::: DATA RECORDS :::

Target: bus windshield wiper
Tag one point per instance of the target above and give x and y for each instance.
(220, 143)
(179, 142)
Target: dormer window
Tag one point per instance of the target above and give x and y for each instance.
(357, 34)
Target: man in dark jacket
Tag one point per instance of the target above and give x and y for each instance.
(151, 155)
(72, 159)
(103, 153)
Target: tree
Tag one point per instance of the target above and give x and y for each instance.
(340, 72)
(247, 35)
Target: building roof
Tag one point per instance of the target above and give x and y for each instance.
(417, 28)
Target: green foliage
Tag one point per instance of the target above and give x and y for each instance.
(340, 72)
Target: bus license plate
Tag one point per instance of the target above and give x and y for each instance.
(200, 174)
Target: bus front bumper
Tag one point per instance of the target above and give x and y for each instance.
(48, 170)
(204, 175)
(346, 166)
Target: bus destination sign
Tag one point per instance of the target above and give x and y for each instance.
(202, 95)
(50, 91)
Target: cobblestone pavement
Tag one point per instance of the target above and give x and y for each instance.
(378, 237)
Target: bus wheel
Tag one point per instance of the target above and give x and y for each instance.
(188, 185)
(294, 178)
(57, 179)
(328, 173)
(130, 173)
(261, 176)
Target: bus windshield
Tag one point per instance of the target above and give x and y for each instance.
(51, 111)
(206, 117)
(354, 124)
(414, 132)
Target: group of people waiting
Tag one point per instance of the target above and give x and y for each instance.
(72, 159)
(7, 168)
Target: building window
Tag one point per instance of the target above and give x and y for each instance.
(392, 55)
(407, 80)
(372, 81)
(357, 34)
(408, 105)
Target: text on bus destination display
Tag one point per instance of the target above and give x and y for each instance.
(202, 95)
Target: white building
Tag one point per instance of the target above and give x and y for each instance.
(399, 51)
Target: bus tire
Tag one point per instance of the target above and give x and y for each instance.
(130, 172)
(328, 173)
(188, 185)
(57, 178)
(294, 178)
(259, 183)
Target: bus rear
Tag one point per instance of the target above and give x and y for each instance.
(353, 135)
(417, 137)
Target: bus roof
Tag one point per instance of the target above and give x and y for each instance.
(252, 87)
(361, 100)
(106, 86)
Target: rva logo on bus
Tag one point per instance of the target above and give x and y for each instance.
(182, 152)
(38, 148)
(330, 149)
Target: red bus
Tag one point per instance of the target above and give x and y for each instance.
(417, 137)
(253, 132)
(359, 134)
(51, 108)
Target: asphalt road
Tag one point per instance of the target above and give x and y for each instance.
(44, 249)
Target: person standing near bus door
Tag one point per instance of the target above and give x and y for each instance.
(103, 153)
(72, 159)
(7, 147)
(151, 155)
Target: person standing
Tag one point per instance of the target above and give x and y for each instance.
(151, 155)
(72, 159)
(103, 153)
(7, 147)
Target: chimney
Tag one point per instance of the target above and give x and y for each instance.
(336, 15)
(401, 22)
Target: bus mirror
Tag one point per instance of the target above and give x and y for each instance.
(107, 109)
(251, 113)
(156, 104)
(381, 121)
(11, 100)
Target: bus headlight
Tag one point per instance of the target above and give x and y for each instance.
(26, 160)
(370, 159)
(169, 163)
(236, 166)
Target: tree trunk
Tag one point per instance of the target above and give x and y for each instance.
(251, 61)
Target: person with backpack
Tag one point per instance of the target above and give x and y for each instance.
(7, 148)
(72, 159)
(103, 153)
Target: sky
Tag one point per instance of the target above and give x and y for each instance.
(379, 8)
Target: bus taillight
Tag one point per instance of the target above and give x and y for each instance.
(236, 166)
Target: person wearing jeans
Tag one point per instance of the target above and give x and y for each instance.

:::

Render the entire listing above as a JSON array of strings with one string per line, leaving out any blank lines.

[
  "Target: bus windshield wiper",
  "Tag one point per instance of the target above and give x and y for each instance.",
  "(220, 143)",
  "(179, 142)",
  "Target: dormer window",
  "Tag one point per instance of the target above and give x and y for each instance.",
  "(357, 34)",
  "Target: man in dark jacket",
  "Tag one point per instance of the target above and give x and y for each instance.",
  "(151, 155)",
  "(72, 159)",
  "(103, 153)",
  "Target: tree",
  "Tag one point per instance of the target above and give x and y for each instance.",
  "(340, 72)",
  "(247, 35)",
  "Target: building roof",
  "Tag one point per instance of the target above and give x and y for each instance.",
  "(417, 28)",
  "Target: green foliage",
  "Tag one point per instance of the target above and give x and y for each instance.",
  "(340, 72)",
  "Target: bus license plate",
  "Tag one point per instance of the target above and give x and y for each instance.",
  "(200, 174)",
  "Target: bus front bumper",
  "Tag one point per instance of the target above and give x and y for each instance.",
  "(48, 170)",
  "(204, 175)",
  "(346, 166)",
  "Target: bus destination sign",
  "Tag one point per instance of the target above and give x and y for each instance.",
  "(202, 95)",
  "(50, 91)",
  "Target: cobblestone pavement",
  "Tag one point per instance of the target above and give x and y for each instance.",
  "(378, 237)",
  "Target: bus wheel",
  "Tag one point per instance of the target above and give x and y for each instance.",
  "(188, 185)",
  "(294, 178)",
  "(57, 179)",
  "(328, 173)",
  "(130, 173)",
  "(261, 176)",
  "Target: bus windshield",
  "Tag one point per instance of the target above and give x and y for each instance.",
  "(51, 111)",
  "(206, 117)",
  "(354, 124)",
  "(414, 132)",
  "Target: group of people waiting",
  "Tag one point per instance of the target above and give x and y for each instance.",
  "(72, 159)",
  "(7, 168)",
  "Target: building window",
  "Tag one point per instance of the target above and give x and y for each instance.",
  "(392, 55)",
  "(407, 80)",
  "(372, 81)",
  "(357, 34)",
  "(408, 105)",
  "Target: text on bus destination display",
  "Tag one point per instance of the target above and give x and y for each instance.",
  "(202, 95)",
  "Target: white building",
  "Tag one point per instance of the target above and give x and y for each instance.",
  "(399, 51)",
  "Target: bus tire",
  "Tag one point per instance of the target above and give x and y for each instance.",
  "(130, 172)",
  "(328, 173)",
  "(188, 185)",
  "(57, 178)",
  "(294, 178)",
  "(259, 183)",
  "Target: bus rear",
  "Tag one point per instance of the target above and give x and y for each instance.",
  "(353, 135)",
  "(417, 137)",
  "Target: bus roof",
  "Tag one point per instance of the target above and give x and y for each instance.",
  "(252, 87)",
  "(361, 100)",
  "(106, 86)",
  "Target: rva logo on bus",
  "Tag one point per instance of the target above and give x and y for each instance.",
  "(182, 152)",
  "(38, 148)",
  "(330, 149)",
  "Target: red bus",
  "Tag one point per instance of the target above and give x and y for each instance.",
  "(417, 137)",
  "(253, 132)",
  "(359, 134)",
  "(51, 108)",
  "Target: asphalt road",
  "Tag one point per instance of the target above and give x and y for each instance.",
  "(44, 249)",
  "Target: person standing near bus door",
  "Tag one point per instance of the target above and give x and y for each instance.",
  "(103, 153)",
  "(72, 159)",
  "(7, 147)",
  "(151, 155)",
  "Target: person standing",
  "Tag one point per instance of the target above and give x and y for each instance.",
  "(151, 155)",
  "(72, 159)",
  "(103, 153)",
  "(7, 147)",
  "Target: chimney",
  "Tag one point per instance of the target above and give x and y for each instance.",
  "(336, 15)",
  "(401, 22)",
  "Target: bus mirror",
  "Tag one point per instance of the target above and give x and y for each instance.",
  "(107, 109)",
  "(251, 113)",
  "(156, 104)",
  "(381, 121)",
  "(11, 100)",
  "Target: bus headlight",
  "Tag one point per instance of the target above and give x and y for each instance.",
  "(26, 160)",
  "(370, 159)",
  "(169, 163)",
  "(236, 166)",
  "Target: tree trunk",
  "Tag one point per instance of the target above and give x and y for each instance.",
  "(251, 61)",
  "Target: person with backpack",
  "Tag one point per instance of the target above and give x and y for each instance.",
  "(7, 148)",
  "(72, 159)",
  "(103, 153)",
  "Target: sky",
  "Tag one point per instance of the target above and give x and y for each instance.",
  "(379, 8)",
  "Target: bus taillight",
  "Tag one point per instance of the target above and give x and y for each instance.",
  "(236, 166)",
  "Target: person wearing jeans",
  "Tag one point per instance of the target above and give x and y for each instance."
]